Copy the data word for word, starting at the line that contains "dress. Tag each instance with a single point." and ending at the final line of the data.
— begin Available records —
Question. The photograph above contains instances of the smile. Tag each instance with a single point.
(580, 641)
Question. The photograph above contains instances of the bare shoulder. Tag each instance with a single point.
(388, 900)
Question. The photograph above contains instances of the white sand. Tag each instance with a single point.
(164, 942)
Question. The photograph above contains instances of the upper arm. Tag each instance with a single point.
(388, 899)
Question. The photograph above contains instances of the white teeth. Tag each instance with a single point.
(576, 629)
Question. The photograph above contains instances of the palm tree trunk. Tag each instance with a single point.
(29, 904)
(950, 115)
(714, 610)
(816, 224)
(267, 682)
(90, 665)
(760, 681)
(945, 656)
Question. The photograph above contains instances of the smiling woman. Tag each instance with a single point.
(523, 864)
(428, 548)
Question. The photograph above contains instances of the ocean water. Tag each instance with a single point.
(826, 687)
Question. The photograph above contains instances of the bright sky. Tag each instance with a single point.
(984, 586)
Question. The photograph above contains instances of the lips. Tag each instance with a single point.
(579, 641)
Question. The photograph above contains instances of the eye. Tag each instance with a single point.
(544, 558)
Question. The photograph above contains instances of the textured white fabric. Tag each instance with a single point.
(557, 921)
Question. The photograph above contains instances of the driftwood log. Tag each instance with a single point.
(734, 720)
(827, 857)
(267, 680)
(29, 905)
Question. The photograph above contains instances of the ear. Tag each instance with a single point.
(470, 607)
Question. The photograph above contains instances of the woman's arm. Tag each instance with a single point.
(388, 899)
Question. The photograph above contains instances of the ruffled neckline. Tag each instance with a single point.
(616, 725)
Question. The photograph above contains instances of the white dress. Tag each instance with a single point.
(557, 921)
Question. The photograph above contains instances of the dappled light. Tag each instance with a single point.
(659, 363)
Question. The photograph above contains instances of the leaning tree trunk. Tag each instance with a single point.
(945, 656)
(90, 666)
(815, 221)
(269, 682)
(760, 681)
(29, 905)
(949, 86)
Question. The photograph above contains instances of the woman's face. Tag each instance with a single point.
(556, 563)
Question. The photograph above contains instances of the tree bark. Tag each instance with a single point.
— end Available records —
Result below
Question. The photograph above contains instances of the white dress. Tag each instance with a single point.
(557, 921)
Question. The photograph above contains instances of the dappled light. Tag each instance with a single point.
(659, 363)
Question. The photograph above contains instances of the leaning tree trunk. Tag each instance with a single point.
(945, 656)
(90, 666)
(815, 221)
(269, 682)
(760, 681)
(29, 905)
(949, 86)
Question. The photograph above contains instances of the woman's face. Tag each instance with a single point.
(556, 563)
Question. The photograph above contains instances of the tree bark. Tag each instance with a single point.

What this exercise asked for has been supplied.